◆ **Your goal**: The answer must consist of each line below that contains the word "canyon", copied in full.

*** Opening of Data to use ***

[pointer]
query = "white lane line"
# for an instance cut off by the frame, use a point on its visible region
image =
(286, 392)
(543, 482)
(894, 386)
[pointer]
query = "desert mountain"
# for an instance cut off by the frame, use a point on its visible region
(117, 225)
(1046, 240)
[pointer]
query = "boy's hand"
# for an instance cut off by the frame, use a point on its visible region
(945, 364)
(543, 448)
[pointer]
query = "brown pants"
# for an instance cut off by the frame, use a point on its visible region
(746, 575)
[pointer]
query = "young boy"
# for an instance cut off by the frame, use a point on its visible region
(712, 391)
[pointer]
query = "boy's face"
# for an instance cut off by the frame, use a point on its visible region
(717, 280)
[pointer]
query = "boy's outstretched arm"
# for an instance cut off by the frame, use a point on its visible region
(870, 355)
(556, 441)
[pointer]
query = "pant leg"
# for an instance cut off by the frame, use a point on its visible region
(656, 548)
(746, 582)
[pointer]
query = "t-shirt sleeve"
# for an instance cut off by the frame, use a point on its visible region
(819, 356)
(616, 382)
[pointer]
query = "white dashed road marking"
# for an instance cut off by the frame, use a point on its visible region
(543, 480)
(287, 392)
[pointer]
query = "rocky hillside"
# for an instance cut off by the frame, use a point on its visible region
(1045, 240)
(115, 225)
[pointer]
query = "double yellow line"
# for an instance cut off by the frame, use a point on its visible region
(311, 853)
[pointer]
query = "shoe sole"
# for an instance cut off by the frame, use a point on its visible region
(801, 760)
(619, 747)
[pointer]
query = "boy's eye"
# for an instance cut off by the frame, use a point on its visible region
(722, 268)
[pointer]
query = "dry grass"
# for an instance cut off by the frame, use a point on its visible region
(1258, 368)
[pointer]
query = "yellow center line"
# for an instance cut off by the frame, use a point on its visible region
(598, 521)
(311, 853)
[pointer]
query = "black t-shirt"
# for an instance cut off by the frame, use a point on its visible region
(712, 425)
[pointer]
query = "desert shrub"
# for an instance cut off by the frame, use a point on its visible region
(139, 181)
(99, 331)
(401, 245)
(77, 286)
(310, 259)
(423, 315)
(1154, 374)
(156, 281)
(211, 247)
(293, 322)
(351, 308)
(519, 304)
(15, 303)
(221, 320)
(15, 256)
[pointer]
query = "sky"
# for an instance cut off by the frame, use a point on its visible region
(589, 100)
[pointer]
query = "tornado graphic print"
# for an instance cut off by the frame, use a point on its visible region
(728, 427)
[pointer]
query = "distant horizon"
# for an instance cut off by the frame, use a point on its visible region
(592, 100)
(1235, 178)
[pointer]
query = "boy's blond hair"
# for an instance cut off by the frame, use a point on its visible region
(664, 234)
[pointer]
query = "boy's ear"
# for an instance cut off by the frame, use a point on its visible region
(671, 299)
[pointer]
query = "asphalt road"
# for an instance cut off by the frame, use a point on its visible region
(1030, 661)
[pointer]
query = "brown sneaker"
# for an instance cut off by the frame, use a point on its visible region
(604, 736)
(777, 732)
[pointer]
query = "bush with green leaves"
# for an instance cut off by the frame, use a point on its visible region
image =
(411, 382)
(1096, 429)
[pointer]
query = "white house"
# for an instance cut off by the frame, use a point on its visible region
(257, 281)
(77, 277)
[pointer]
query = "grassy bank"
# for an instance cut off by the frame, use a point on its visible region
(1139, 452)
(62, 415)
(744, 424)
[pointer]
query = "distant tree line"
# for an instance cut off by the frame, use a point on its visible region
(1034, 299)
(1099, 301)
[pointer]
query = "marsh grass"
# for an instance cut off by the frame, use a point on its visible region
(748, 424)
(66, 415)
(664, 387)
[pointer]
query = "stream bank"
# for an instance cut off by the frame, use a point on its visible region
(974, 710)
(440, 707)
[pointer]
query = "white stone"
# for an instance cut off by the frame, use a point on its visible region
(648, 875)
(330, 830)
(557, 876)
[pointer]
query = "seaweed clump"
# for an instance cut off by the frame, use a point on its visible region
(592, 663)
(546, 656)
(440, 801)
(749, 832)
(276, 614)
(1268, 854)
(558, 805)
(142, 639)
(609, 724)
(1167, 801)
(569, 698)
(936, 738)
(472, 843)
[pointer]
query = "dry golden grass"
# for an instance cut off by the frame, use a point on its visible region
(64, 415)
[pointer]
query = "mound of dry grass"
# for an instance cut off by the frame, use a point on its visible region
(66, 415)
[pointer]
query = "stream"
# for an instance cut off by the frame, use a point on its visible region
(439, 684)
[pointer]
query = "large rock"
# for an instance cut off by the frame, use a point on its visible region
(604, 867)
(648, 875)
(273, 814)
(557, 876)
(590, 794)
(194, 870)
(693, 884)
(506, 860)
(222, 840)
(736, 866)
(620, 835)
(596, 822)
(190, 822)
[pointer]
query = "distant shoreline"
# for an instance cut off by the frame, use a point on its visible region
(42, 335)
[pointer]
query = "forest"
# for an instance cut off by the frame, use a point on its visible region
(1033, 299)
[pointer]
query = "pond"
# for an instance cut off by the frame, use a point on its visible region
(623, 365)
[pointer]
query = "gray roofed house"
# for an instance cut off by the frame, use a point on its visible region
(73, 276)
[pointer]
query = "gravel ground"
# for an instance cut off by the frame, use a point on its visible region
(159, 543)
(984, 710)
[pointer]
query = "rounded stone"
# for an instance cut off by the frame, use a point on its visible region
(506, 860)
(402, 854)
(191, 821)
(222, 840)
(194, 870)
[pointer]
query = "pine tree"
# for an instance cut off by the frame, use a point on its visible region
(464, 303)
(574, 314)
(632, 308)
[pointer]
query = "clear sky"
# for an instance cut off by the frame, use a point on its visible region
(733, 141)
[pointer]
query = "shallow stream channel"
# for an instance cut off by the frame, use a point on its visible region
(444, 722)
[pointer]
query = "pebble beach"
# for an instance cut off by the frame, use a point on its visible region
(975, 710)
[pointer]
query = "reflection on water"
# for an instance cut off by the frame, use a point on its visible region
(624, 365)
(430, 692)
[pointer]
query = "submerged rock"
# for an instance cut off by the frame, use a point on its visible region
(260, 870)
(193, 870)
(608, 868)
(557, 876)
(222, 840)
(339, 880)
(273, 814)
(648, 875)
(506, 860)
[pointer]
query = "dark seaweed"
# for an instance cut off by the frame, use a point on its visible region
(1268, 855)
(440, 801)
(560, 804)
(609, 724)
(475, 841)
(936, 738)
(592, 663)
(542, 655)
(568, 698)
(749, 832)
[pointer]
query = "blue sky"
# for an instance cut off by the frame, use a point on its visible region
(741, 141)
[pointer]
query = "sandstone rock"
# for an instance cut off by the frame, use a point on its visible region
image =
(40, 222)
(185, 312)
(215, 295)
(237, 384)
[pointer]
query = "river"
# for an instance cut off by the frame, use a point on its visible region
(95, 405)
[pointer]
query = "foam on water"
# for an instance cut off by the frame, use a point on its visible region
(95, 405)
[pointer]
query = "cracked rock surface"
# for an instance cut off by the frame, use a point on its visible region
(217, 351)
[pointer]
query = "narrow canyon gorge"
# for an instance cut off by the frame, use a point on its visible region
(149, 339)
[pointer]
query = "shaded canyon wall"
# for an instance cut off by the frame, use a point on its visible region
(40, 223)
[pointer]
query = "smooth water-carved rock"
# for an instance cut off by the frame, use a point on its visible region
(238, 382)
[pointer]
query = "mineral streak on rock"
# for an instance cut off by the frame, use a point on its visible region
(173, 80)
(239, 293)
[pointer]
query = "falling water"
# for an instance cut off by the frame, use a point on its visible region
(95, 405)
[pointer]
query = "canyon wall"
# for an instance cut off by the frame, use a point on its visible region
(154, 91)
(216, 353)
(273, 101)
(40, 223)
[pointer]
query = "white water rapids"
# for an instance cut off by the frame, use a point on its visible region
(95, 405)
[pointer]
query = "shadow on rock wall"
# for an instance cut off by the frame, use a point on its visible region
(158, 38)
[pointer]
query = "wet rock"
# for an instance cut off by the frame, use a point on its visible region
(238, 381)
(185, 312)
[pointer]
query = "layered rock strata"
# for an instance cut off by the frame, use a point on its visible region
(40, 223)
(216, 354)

*** Close of Data to use ***

◆ **The completed task**:
query = "narrow canyon gorge"
query = "shaded canyon wall"
query = "canyon wall"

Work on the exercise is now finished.